-- start Input --

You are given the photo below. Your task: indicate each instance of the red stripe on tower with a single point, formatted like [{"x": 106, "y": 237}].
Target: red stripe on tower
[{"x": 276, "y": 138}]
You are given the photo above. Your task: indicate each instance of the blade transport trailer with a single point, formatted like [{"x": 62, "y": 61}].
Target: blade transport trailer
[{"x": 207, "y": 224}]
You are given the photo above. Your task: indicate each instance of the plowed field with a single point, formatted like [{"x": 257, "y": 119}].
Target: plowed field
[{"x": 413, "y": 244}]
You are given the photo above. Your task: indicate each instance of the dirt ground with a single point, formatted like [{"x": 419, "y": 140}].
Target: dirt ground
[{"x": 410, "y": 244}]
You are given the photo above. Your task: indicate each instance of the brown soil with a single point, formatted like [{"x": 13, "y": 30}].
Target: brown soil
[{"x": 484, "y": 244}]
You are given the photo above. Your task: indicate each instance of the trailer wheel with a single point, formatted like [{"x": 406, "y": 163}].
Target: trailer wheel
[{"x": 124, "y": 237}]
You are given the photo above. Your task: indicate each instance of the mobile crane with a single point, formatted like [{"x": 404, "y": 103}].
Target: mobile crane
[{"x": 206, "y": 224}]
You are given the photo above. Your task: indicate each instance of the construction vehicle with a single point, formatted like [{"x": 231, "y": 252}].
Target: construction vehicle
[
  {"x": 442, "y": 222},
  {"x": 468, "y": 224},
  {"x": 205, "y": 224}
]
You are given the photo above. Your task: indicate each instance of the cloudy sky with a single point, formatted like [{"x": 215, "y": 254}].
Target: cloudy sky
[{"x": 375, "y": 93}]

-- end Input --

> **Prompt**
Reproduce the listing from the line containing "of the trailer" through the end of the listing, changing "mobile crane" to "truck crane" and leaving everything else as it is.

> **Answer for the task**
You are given the photo above. Your task: indicate each instance of the trailer wheel with a single point, formatted like [{"x": 406, "y": 163}].
Target: trailer wheel
[{"x": 124, "y": 237}]
You are given the photo above. Your task: indicate each instance of the truck crane with a single point, formatted like [{"x": 404, "y": 103}].
Target: truck crane
[{"x": 206, "y": 224}]
You are given the photo above. Your task: indicate each instance of the construction vehicle with a single point, formatted like [{"x": 231, "y": 252}].
Target: construction vehicle
[
  {"x": 442, "y": 222},
  {"x": 468, "y": 224},
  {"x": 205, "y": 224}
]
You are given the photo above. Your task: indicate each instance of the cloudy sky with a single point, formatted like [{"x": 215, "y": 254}].
Target: cloudy sky
[{"x": 375, "y": 93}]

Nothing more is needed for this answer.